**Stated task:**
Rewrite every line of the listing below, replacing "put a marker on" with "place a dot on" and leaving everything else unchanged.

**Source records:**
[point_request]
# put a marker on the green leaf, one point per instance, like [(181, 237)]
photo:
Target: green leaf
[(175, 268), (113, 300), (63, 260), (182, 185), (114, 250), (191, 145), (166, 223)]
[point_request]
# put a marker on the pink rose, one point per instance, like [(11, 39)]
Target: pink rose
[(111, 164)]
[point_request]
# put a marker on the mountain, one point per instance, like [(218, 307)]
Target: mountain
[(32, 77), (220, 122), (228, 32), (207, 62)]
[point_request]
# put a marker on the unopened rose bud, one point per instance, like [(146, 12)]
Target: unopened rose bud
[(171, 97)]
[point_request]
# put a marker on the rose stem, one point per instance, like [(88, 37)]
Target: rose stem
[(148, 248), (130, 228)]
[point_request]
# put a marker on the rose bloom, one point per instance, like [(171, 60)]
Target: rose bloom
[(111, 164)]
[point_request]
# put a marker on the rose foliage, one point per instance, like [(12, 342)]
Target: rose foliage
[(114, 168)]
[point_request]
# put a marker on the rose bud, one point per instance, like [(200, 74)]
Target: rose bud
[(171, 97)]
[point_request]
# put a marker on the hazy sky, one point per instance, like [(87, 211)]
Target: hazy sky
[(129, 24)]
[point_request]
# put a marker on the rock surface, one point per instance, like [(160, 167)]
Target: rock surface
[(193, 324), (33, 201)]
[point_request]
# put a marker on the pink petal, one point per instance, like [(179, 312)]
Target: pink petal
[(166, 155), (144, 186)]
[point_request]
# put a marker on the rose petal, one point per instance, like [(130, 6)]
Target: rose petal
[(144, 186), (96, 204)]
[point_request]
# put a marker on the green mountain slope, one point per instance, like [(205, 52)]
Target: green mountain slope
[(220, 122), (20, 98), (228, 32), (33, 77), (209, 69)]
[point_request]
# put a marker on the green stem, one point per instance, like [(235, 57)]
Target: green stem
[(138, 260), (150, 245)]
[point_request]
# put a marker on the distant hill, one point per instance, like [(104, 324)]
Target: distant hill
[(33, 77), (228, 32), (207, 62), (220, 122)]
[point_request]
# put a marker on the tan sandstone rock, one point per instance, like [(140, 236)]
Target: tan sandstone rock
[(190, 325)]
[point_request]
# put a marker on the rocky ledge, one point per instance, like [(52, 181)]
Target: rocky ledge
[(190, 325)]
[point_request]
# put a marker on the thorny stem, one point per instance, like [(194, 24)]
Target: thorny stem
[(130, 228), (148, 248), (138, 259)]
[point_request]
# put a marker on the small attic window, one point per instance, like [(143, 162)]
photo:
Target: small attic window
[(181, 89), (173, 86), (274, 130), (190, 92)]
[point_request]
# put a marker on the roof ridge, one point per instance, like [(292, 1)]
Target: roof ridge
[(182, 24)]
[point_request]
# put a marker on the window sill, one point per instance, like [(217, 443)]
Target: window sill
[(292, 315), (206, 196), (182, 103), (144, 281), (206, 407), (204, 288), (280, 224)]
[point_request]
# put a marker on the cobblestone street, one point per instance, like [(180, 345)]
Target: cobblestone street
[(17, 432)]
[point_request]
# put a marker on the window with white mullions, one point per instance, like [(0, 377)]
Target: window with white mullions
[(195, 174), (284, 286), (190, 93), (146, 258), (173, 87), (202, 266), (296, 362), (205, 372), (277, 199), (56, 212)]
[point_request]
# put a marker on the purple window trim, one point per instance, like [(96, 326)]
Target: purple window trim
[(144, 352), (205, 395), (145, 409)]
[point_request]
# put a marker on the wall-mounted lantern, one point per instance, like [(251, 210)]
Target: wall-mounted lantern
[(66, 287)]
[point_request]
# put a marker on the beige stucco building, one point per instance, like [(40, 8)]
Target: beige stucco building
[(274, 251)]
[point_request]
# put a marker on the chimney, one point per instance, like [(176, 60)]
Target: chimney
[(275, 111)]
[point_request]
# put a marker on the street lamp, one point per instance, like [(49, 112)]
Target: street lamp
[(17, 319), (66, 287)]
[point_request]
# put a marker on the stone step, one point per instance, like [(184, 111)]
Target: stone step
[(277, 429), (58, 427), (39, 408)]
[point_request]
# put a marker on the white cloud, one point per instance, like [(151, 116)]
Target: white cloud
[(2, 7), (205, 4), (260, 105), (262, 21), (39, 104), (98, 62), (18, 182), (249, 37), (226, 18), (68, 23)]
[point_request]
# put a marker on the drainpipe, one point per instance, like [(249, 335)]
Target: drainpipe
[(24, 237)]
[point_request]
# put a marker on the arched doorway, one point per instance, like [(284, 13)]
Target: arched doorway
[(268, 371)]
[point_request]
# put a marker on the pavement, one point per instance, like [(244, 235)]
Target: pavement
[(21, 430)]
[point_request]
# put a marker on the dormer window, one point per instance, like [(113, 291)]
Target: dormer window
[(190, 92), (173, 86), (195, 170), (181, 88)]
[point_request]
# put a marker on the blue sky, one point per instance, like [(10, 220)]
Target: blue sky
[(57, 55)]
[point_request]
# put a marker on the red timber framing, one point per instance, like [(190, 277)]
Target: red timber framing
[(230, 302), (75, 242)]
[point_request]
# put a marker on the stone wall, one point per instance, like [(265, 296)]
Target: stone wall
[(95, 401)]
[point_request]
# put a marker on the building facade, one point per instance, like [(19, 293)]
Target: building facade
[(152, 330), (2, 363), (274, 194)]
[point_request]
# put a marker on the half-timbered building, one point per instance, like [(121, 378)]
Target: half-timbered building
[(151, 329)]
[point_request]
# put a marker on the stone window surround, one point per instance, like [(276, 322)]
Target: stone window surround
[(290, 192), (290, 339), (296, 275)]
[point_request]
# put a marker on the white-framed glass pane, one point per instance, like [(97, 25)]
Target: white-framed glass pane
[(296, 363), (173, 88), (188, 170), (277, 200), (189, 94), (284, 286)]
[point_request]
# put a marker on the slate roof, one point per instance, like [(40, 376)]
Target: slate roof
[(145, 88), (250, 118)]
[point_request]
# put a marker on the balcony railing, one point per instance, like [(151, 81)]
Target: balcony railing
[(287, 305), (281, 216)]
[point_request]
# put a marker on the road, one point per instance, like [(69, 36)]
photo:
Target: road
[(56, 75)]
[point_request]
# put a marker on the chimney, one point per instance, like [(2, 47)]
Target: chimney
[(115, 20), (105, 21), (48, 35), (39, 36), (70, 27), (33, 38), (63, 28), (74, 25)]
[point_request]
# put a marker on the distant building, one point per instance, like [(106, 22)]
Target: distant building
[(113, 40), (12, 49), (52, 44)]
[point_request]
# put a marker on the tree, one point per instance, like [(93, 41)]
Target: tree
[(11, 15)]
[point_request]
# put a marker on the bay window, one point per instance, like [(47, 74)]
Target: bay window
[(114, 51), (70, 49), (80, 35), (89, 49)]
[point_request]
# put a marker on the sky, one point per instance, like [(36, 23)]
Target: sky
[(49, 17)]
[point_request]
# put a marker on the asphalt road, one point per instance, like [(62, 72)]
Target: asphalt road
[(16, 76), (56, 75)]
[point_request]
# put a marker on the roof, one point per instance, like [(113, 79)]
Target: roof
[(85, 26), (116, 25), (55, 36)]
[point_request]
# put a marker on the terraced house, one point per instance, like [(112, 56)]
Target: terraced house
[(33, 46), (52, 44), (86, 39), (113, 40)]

**Exercise output:**
[point_request]
# place a dot on the green leaf, one point per instance, like [(181, 237)]
photo:
Target: green leaf
[(175, 268), (113, 300), (63, 260), (182, 185), (114, 250), (191, 145), (166, 223)]
[point_request]
# place a dot on the pink rose, one point per instance, like [(11, 39)]
Target: pink rose
[(111, 164)]
[point_request]
# place a dot on the mountain, one point per instance, like [(218, 307)]
Target: mountain
[(32, 77), (220, 122), (228, 32), (207, 62)]
[point_request]
# place a dot on the unopened rose bud, one point per instance, like [(146, 12)]
Target: unopened rose bud
[(171, 97)]
[point_request]
# place a dot on the rose stem, one point per instance, like [(88, 37)]
Target: rose stem
[(148, 248), (130, 228)]
[point_request]
# place a dot on the rose bloom, one point per instance, like [(171, 60)]
Target: rose bloom
[(111, 164)]
[point_request]
# place a dot on the rose foliage, one point per instance, like [(12, 342)]
Target: rose foliage
[(114, 168)]
[point_request]
# place a dot on the rose bud, one point per instance, like [(200, 74)]
Target: rose bud
[(171, 97)]
[point_request]
# place a dot on the hazy sky, one point per instance, like [(87, 211)]
Target: hazy sky
[(129, 24)]
[point_request]
# place a dot on the rock surface, one point per instance, like [(160, 167)]
Target: rock surface
[(193, 324), (33, 201)]
[point_request]
# place a dot on the pink petal, one point per instance, like [(179, 312)]
Target: pink petal
[(166, 155), (144, 186)]
[point_request]
# place a dot on the rose petal, one point per instance, like [(130, 6)]
Target: rose petal
[(144, 186), (96, 204)]
[point_request]
# place a dot on the green mountain slope, one point per instance, like [(205, 52)]
Target: green mountain slope
[(220, 122), (20, 98), (228, 32), (33, 77), (209, 69)]
[point_request]
# place a dot on the green stem, one point per instance, like [(235, 57)]
Target: green stem
[(138, 260), (150, 245)]
[point_request]
# place a dot on the distant hill, one point per instance, like [(104, 324)]
Target: distant hill
[(33, 77), (228, 32), (207, 62), (220, 122)]
[point_request]
# place a dot on the tan sandstone rock, one point per instance, like [(140, 236)]
Target: tan sandstone rock
[(190, 325)]
[point_request]
# place a dot on the rocky ledge, one point per instance, like [(52, 181)]
Target: rocky ledge
[(190, 325)]
[point_request]
# place a dot on the thorny stem, one point per instance, like [(194, 24)]
Target: thorny stem
[(130, 228), (148, 248), (138, 259)]
[point_request]
# place a dot on the small attic window, one point per instance, like [(143, 162)]
photo:
Target: small attic window
[(181, 89), (173, 86), (274, 130), (190, 92)]
[point_request]
# place a dot on the roof ridge, one point per instance, like [(292, 1)]
Target: roof ridge
[(182, 24)]
[point_request]
# place a dot on the window sill, one point per instance, like [(217, 443)]
Target: window sill
[(292, 315), (206, 196), (182, 103), (144, 281), (206, 407), (204, 288), (280, 224)]
[point_request]
# place a dot on the cobblestone street, one point per instance, like [(180, 345)]
Target: cobblestone street
[(17, 432)]
[point_request]
# place a dot on the window with white mullions, one point per instance, like [(0, 377)]
Target: window with white mullions
[(195, 174), (284, 286), (190, 93), (146, 258), (173, 87), (202, 266), (296, 362), (205, 372), (277, 199), (56, 212)]
[point_request]
# place a dot on the purple window trim, one point per instance, like [(96, 326)]
Target: purple window trim
[(144, 352), (205, 395), (145, 409)]
[point_request]
# place a dot on the wall-mounted lantern, one point per instance, like [(251, 210)]
Target: wall-mounted lantern
[(66, 287)]
[point_request]
# place a dot on the beige stucco building, one point per instance, like [(40, 8)]
Target: beige stucco building
[(274, 251)]
[point_request]
# place a dot on the chimney, one point per instance, like [(176, 60)]
Target: chimney
[(275, 111)]
[point_request]
# place a dot on the street lamp, one point per instance, like [(49, 112)]
Target: street lamp
[(17, 319), (66, 287)]
[point_request]
# place a dot on the stone step, one point per instance, like [(184, 111)]
Target: stone step
[(277, 429), (58, 427), (39, 408)]
[point_request]
# place a dot on the white cloud, one point per instance, like [(151, 116)]
Target: white cloud
[(2, 7), (205, 4), (260, 105), (262, 21), (39, 104), (98, 62), (18, 182), (249, 37), (226, 18), (68, 23)]
[point_request]
# place a dot on the drainpipe, one point per instance, like [(249, 335)]
Target: drainpipe
[(24, 237)]
[point_request]
# place a dot on the arched doorway, one point per instance, like [(284, 13)]
Target: arched doorway
[(268, 371)]
[point_request]
# place a dot on the pavement, one point per instance, like [(244, 235)]
Target: pavement
[(21, 430)]
[point_request]
# place a dot on the dormer window, one point per instance, like [(113, 291)]
Target: dormer window
[(190, 92), (173, 86), (195, 170), (181, 88)]
[point_request]
# place a dot on the blue sky, one point per instance, like [(10, 220)]
Target: blue sky
[(57, 55)]
[point_request]
# place a dot on the red timber framing, one point per instance, like [(190, 277)]
Target: red timber framing
[(230, 302), (75, 242)]
[point_request]
# place a dot on the stone wall, one point per instance, like [(265, 296)]
Target: stone wall
[(95, 401)]
[point_request]
# place a dot on the building facade, one point per instance, like [(19, 293)]
Target: building facade
[(152, 330), (2, 363), (274, 194)]
[point_request]
# place a dot on the half-timbered building, one point per instance, like [(121, 378)]
Target: half-timbered building
[(151, 329)]
[point_request]
# place a dot on the stone window surround, one point per instance, like [(276, 322)]
Target: stone window surround
[(290, 192), (290, 339), (296, 275)]
[point_request]
# place a dot on the white-framed glass pane, one point per instance, like [(97, 25)]
Target: white-framed glass pane
[(296, 363), (173, 88), (188, 170), (277, 200), (189, 94), (284, 286)]
[point_request]
# place a dot on the slate roof, one point per instance, like [(40, 376)]
Target: slate roof
[(145, 88), (250, 118)]
[point_request]
# place a dot on the balcony railing, one point per instance, like [(151, 81)]
Target: balcony railing
[(287, 305), (281, 216)]
[point_request]
# place a dot on the road, one point per instance, like [(69, 36)]
photo:
Target: road
[(56, 75)]
[point_request]
# place a dot on the chimney, one point per instance, like [(2, 47)]
Target: chimney
[(115, 20), (105, 21), (48, 35), (39, 36), (70, 27), (33, 38), (63, 28), (74, 25)]
[point_request]
# place a dot on the distant building, one point per instance, like [(106, 22)]
Target: distant building
[(113, 40), (12, 49), (52, 44)]
[point_request]
# place a dot on the tree, one point per instance, like [(93, 41)]
Target: tree
[(11, 15)]
[point_request]
# place a dot on the bay window, one point per instance, like [(47, 74)]
Target: bay window
[(114, 51), (70, 49), (80, 35), (89, 49)]
[point_request]
# place a dot on the sky, one point per instance, like [(36, 23)]
Target: sky
[(49, 17)]
[point_request]
# place a dot on the asphalt road, one point per instance, like [(62, 72)]
Target: asphalt road
[(16, 76), (56, 75)]
[point_request]
# place a dot on the roof, one point per instance, like [(113, 79)]
Target: roof
[(85, 26), (116, 25), (55, 36)]
[point_request]
# place a dot on the terraced house, one point per instance, like [(112, 56)]
Target: terraced house
[(33, 46), (52, 44), (86, 39), (113, 40)]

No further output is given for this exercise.